# Data provided start

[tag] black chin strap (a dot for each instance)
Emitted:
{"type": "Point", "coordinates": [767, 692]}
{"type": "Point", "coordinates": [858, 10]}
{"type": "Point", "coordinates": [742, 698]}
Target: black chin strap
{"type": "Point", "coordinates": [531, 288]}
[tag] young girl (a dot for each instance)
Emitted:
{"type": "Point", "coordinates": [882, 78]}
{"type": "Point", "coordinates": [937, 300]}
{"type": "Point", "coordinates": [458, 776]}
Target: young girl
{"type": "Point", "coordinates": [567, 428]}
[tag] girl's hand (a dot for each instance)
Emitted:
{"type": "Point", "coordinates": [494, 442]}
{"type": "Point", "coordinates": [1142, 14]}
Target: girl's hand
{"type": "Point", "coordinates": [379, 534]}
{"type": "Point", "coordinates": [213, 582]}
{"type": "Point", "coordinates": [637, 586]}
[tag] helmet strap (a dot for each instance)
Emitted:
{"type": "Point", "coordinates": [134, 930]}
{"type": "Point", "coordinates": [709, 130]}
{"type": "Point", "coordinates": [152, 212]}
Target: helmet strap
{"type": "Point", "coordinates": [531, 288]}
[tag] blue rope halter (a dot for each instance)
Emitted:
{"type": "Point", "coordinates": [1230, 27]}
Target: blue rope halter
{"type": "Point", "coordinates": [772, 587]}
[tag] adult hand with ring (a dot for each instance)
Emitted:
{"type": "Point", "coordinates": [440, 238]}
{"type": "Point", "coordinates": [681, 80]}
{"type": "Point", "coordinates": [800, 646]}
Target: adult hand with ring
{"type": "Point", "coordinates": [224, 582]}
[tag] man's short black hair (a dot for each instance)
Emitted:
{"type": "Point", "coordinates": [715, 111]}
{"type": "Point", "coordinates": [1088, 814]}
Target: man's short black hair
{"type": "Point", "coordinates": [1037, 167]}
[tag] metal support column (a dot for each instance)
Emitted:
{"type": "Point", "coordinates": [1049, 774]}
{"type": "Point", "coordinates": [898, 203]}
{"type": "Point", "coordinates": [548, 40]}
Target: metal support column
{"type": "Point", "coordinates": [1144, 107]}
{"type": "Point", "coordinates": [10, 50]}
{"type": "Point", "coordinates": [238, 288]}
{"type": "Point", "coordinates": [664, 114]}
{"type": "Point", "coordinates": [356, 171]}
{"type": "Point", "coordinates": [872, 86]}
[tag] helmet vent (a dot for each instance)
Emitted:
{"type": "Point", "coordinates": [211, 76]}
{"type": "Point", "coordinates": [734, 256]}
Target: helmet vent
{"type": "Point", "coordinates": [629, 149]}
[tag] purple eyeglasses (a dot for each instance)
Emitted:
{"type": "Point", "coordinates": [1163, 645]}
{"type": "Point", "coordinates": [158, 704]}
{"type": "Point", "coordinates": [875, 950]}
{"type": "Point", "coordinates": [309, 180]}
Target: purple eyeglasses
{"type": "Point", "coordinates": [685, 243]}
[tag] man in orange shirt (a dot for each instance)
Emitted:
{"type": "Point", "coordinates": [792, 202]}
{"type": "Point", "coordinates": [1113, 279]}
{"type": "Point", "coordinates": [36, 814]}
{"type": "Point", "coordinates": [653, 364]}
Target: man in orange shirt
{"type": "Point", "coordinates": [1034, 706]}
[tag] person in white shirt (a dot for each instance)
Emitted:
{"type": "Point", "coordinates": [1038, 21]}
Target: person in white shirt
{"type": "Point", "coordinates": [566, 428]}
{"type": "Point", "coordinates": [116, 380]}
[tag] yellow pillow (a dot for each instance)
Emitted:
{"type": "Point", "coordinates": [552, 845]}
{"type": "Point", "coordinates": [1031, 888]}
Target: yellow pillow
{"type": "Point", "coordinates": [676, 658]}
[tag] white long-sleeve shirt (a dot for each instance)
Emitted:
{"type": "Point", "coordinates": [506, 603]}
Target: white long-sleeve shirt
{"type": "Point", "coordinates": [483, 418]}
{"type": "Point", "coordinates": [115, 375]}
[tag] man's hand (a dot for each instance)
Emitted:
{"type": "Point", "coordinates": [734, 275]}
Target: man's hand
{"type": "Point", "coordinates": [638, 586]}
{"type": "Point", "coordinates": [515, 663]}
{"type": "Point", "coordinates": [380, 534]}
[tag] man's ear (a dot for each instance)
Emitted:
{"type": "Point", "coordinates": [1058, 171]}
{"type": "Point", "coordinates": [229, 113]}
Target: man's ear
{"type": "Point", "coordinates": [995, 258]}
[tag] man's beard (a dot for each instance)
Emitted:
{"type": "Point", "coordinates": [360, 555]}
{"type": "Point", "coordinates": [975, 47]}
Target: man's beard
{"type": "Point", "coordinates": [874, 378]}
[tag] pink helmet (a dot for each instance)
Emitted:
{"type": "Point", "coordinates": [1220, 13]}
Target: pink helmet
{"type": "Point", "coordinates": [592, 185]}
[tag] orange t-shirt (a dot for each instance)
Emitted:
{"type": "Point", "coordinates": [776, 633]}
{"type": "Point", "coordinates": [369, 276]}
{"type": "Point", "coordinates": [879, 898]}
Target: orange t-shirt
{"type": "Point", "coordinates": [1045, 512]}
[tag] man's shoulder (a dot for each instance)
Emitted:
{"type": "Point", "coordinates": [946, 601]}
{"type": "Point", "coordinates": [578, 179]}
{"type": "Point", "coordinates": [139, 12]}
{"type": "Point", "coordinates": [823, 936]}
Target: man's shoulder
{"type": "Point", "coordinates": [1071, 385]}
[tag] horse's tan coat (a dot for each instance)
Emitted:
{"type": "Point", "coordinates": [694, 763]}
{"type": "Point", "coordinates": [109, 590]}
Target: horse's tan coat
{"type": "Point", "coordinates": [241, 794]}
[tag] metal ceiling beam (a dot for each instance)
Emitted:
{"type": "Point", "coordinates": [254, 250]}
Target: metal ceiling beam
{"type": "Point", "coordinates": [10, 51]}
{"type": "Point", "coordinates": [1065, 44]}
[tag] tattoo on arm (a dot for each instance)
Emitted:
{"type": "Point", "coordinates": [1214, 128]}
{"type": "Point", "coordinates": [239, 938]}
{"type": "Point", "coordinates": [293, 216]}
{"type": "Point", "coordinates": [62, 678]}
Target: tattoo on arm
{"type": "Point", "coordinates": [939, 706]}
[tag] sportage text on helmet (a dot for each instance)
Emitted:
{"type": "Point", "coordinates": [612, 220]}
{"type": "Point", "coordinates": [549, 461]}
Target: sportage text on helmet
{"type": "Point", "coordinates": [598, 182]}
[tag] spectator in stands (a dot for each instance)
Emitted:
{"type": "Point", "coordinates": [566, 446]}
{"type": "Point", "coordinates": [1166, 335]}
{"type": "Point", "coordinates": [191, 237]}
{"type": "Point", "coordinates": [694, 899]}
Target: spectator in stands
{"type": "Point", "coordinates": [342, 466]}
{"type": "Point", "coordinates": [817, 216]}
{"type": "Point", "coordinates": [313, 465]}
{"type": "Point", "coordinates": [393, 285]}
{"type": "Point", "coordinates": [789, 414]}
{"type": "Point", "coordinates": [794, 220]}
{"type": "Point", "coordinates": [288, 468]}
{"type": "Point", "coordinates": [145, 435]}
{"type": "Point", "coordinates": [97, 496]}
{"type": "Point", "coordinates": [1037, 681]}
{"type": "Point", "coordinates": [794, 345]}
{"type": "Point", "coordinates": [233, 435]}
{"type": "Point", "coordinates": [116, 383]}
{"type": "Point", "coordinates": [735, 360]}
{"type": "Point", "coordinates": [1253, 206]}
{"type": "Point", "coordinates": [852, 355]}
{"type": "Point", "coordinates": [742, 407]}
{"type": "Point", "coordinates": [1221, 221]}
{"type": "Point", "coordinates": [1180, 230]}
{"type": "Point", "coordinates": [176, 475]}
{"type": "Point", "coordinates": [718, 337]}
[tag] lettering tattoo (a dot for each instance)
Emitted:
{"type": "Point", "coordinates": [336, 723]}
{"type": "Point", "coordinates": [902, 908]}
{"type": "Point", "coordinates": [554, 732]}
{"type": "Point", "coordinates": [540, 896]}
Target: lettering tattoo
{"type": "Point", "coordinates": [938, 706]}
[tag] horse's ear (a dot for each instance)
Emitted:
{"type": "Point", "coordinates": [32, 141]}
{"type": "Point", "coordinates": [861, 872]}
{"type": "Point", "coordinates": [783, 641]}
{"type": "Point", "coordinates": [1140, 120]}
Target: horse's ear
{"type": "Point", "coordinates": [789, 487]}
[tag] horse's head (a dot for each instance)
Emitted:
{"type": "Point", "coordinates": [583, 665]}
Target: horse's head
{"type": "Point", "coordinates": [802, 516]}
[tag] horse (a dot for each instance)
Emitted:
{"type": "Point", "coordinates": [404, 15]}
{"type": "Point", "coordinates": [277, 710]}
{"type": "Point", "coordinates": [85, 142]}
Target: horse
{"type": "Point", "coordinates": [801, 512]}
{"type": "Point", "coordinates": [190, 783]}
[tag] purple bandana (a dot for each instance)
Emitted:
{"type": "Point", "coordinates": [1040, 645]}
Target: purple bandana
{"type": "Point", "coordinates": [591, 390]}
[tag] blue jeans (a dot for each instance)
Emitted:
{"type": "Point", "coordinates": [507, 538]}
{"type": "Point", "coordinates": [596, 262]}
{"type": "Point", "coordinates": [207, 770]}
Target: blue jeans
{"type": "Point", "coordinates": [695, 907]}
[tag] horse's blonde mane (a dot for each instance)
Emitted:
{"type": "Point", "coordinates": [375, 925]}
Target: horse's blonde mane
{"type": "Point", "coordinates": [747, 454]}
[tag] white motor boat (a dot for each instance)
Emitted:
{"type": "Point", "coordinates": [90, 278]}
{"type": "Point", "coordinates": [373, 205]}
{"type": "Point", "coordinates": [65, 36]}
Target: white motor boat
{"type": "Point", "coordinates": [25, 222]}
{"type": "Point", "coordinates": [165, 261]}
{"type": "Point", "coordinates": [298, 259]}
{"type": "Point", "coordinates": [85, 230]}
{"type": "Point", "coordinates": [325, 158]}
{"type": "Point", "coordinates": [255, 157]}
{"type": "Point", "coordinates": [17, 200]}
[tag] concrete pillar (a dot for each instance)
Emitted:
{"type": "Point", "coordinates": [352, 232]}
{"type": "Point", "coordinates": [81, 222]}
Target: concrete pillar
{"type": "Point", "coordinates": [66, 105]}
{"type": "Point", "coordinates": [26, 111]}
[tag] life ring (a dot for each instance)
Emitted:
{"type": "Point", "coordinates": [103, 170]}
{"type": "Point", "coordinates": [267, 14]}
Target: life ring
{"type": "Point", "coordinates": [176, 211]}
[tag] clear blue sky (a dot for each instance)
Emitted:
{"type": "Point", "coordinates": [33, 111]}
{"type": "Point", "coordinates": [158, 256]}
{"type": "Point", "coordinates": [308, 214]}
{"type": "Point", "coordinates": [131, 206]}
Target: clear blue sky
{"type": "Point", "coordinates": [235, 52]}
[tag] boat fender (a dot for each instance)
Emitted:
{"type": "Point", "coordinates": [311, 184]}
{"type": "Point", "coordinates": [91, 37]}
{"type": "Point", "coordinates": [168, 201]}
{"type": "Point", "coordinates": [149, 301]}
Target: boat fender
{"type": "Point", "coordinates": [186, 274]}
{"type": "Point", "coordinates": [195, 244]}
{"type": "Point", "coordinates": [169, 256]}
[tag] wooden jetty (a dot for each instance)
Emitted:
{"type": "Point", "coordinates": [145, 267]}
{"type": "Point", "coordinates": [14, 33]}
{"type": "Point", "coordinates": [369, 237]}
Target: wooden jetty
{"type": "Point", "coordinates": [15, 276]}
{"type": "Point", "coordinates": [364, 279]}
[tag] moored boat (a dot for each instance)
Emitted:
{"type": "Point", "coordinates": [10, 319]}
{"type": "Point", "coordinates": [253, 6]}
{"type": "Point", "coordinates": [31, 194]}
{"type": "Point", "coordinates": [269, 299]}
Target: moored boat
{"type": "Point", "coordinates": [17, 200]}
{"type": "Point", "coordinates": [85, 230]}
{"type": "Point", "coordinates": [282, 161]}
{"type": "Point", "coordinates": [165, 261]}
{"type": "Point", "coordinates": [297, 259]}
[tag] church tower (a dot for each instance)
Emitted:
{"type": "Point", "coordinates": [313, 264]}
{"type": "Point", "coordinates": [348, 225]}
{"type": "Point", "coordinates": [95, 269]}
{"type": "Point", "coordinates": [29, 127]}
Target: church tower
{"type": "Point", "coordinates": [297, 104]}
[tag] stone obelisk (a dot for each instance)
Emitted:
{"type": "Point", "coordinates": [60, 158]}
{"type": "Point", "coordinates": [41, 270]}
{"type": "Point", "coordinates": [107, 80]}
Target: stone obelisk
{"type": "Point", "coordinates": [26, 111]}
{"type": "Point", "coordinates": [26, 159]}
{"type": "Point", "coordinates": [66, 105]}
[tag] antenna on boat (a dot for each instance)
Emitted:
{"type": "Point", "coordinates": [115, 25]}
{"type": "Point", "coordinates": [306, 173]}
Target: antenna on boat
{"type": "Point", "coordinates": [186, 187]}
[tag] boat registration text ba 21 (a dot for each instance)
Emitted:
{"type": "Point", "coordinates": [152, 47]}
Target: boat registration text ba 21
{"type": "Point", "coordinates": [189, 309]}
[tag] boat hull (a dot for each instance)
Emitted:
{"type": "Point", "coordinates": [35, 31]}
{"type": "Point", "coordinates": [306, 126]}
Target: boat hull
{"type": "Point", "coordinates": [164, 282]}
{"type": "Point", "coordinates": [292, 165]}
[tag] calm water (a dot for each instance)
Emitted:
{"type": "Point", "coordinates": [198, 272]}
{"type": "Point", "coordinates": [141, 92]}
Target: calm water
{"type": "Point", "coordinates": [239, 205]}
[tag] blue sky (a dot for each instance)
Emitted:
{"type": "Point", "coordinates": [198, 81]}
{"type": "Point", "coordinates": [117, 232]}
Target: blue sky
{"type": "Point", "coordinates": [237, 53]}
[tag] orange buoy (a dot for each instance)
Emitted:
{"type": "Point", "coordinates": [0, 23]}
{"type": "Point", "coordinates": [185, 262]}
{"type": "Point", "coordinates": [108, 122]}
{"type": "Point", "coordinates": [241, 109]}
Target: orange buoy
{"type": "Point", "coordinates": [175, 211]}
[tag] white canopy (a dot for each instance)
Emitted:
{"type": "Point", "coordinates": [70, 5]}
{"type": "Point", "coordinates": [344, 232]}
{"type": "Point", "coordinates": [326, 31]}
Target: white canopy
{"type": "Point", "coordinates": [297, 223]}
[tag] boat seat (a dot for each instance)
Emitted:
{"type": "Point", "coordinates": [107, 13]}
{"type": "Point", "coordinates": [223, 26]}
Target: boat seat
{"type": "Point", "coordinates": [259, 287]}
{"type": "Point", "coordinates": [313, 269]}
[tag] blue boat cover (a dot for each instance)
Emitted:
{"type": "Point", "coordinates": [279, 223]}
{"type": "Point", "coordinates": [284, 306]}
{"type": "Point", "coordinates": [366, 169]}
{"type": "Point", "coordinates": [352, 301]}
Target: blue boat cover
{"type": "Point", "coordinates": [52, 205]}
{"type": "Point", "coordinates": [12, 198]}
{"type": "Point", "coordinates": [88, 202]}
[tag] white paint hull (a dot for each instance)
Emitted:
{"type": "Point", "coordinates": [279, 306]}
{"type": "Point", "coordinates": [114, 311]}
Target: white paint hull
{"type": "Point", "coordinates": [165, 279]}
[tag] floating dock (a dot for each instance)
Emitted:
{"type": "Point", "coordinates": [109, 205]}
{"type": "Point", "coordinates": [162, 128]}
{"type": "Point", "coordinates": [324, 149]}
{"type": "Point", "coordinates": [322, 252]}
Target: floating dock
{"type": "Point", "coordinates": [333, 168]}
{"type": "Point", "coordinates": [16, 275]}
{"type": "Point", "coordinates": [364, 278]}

# Data provided end

Do this
Reproduce verbatim the lines that begin with the one containing "[tag] white paint" and run through the final line, including both of those lines.

Solution to the problem
[tag] white paint hull (a dot for each instance)
Emitted:
{"type": "Point", "coordinates": [279, 306]}
{"type": "Point", "coordinates": [114, 311]}
Target: white paint hull
{"type": "Point", "coordinates": [165, 279]}
[tag] floating dock (a dot for each instance)
Emitted:
{"type": "Point", "coordinates": [109, 205]}
{"type": "Point", "coordinates": [162, 128]}
{"type": "Point", "coordinates": [324, 149]}
{"type": "Point", "coordinates": [322, 252]}
Target: floating dock
{"type": "Point", "coordinates": [333, 168]}
{"type": "Point", "coordinates": [16, 275]}
{"type": "Point", "coordinates": [364, 278]}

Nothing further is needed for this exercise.